Given data below:
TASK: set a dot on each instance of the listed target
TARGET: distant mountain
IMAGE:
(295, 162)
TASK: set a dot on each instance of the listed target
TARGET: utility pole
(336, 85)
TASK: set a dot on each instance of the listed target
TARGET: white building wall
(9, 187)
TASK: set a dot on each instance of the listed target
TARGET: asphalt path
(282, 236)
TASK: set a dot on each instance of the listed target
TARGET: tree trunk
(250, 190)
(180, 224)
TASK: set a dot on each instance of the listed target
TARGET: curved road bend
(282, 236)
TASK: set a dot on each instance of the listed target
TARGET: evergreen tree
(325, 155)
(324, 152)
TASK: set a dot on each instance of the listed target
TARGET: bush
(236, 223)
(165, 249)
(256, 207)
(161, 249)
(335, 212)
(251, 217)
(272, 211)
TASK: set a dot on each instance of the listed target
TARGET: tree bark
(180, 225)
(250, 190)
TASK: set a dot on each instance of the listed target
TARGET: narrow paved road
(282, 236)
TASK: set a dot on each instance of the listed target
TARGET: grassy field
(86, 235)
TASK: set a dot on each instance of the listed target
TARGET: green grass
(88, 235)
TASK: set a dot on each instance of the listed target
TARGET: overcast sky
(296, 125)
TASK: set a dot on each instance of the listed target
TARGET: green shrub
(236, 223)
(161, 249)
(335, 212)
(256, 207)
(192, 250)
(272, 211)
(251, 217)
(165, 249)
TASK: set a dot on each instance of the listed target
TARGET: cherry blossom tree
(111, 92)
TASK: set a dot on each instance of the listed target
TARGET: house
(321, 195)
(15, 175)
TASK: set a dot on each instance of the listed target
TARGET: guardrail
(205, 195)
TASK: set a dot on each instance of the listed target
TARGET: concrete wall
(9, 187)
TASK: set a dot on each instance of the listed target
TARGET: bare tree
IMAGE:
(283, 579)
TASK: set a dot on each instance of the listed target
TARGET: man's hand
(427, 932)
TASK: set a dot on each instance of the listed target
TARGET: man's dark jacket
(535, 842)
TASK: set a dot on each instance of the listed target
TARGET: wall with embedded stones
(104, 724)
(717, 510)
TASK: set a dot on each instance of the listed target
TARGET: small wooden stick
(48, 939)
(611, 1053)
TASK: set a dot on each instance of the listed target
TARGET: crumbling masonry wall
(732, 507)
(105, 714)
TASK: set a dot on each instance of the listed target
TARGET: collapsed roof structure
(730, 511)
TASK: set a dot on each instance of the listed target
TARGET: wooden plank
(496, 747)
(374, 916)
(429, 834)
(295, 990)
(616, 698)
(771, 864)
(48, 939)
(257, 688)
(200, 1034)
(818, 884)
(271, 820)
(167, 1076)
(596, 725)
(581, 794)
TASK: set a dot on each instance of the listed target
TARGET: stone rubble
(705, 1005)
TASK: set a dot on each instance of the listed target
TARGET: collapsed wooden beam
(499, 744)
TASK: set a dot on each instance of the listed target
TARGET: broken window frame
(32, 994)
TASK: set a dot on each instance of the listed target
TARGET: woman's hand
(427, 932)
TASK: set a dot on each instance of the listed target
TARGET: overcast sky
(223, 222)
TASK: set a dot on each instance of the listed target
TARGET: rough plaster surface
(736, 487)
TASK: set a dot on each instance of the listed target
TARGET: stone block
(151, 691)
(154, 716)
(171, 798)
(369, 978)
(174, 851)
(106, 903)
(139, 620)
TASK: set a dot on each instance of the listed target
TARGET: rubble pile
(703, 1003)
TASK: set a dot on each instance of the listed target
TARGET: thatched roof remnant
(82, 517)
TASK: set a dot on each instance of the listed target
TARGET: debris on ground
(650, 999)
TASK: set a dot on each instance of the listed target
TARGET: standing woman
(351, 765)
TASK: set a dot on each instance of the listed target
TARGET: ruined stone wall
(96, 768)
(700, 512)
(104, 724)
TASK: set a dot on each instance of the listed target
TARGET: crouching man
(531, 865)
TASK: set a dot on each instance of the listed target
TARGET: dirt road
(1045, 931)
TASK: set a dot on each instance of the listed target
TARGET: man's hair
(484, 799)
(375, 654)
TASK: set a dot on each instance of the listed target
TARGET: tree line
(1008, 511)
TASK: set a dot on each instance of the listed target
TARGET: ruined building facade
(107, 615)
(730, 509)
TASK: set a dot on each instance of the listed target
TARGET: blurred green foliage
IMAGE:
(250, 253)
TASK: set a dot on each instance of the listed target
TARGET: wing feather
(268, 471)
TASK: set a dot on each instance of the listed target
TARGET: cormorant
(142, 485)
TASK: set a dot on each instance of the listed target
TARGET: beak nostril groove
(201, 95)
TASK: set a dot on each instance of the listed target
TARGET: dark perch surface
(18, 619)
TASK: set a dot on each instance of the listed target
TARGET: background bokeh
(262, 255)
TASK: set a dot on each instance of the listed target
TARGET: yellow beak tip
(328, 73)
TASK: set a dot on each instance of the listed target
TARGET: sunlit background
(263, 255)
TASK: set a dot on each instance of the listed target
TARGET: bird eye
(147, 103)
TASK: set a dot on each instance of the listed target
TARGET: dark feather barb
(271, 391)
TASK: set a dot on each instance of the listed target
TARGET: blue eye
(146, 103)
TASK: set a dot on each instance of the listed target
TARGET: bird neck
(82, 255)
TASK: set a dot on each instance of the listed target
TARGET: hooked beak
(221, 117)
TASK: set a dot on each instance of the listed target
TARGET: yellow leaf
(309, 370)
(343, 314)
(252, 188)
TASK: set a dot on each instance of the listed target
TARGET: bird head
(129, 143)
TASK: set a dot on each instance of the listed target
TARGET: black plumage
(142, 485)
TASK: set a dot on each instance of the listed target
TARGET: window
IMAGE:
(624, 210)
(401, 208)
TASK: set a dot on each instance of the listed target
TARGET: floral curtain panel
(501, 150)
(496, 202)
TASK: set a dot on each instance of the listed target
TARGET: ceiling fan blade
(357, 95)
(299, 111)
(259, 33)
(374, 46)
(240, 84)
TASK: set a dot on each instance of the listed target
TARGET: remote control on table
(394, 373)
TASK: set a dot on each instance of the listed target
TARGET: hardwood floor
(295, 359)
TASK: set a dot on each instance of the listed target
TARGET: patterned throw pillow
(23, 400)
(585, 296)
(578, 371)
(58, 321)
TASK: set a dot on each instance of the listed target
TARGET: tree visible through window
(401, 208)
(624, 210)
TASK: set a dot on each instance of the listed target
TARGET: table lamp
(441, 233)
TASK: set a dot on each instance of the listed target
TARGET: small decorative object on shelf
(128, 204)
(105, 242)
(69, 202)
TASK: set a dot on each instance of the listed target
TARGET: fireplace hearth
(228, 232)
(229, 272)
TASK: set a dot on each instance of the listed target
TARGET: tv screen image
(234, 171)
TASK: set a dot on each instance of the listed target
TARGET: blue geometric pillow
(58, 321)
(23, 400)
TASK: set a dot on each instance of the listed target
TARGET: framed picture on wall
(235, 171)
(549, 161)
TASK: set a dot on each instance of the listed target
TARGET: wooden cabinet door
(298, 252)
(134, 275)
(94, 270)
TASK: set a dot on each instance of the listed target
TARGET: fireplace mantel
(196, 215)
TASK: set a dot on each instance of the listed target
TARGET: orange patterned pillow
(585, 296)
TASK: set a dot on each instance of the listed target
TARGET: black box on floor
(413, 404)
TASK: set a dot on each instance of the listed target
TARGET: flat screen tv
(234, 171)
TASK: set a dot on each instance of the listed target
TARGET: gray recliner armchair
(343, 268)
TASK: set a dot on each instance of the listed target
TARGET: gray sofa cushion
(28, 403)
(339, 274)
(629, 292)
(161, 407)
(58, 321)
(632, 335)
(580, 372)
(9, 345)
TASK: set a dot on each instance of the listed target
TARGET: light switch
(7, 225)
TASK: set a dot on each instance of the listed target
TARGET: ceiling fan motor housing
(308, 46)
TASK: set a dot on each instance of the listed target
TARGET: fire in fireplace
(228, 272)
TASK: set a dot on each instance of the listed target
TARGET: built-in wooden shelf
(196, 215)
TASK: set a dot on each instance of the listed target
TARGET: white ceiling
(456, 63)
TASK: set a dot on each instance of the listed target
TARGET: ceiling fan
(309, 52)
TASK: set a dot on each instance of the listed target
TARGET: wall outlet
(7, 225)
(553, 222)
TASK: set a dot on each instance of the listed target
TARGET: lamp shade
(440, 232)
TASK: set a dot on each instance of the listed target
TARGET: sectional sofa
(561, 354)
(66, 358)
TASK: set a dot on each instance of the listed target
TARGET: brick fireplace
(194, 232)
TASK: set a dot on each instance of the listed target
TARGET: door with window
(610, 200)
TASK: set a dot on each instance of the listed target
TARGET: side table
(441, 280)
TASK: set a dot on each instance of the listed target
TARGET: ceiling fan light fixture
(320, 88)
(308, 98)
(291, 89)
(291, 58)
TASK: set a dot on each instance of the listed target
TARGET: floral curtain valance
End of Given data.
[Instructions for the task]: Could you output the lines above, exactly as written, from the one containing "TARGET: black box on floor" through the last, with both ends included and no others?

[Expected output]:
TARGET: black box on floor
(413, 404)
TASK: set a dot on each instance of the listed target
TARGET: flat screen tv
(234, 171)
TASK: set a dot on each instance of the listed target
TARGET: gray recliner armchair
(343, 268)
TASK: set a dot on each instance of the listed target
TARGET: gray sofa cushion
(28, 403)
(339, 274)
(629, 292)
(161, 407)
(58, 321)
(632, 335)
(580, 372)
(9, 345)
TASK: set a dot on each instance of the listed target
TARGET: light switch
(7, 225)
TASK: set a dot on each instance of the listed target
TARGET: ceiling fan motor housing
(308, 46)
TASK: set a dot on each instance of the listed target
TARGET: fire in fireplace
(228, 272)
TASK: set a dot on each instance of the listed target
TARGET: built-in wooden shelf
(196, 215)
TASK: set a dot on each instance of the listed target
TARGET: white ceiling
(456, 63)
TASK: set a dot on each instance of the listed target
TARGET: ceiling fan
(309, 52)
TASK: set a dot on each instance of the listed target
TARGET: wall outlet
(7, 225)
(553, 222)
TASK: set a dot on each instance of the listed target
TARGET: lamp shade
(440, 232)
TASK: set a dot on each instance of the listed target
TARGET: sectional sofa
(561, 354)
(66, 358)
TASK: set a dot on each instance of the listed target
TARGET: brick fireplace
(194, 232)
TASK: set a dot on each instance of the listed target
TARGET: door with window
(610, 200)
TASK: set a dot on each instance of the listed target
TARGET: side table
(441, 280)
TASK: set a dot on each instance of the listed target
TARGET: ceiling fan light fixture
(320, 88)
(308, 98)
(291, 89)
(291, 58)
TASK: set a dot on each instance of the listed target
TARGET: floral curtain valance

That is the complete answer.